[start Entries supplied]

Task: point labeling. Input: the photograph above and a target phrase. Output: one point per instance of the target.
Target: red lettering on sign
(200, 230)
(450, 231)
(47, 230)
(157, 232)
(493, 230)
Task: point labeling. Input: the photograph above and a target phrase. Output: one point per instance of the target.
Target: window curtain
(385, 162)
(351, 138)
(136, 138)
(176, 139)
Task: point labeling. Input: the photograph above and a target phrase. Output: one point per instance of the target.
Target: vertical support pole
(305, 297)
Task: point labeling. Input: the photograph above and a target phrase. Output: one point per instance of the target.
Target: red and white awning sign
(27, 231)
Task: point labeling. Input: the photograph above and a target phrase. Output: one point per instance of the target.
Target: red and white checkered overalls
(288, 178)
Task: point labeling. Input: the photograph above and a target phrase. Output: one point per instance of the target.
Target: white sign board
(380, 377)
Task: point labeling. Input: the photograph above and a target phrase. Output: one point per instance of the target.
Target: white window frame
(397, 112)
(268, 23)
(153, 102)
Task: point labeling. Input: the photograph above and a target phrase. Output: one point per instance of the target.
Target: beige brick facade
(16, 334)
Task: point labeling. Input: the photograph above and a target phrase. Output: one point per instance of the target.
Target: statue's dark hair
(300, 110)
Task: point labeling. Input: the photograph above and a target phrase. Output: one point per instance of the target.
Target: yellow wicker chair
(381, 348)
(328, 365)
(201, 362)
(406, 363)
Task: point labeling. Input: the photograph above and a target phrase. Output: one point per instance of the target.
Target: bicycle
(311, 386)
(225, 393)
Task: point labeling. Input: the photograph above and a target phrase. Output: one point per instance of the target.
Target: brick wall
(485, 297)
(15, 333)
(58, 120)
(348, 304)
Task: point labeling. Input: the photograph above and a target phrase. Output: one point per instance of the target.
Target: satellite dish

[end Entries supplied]

What you should do ->
List every line in the data items above that contains the word "brick". Case counts.

The answer ->
Target: beige brick facade
Target: brick wall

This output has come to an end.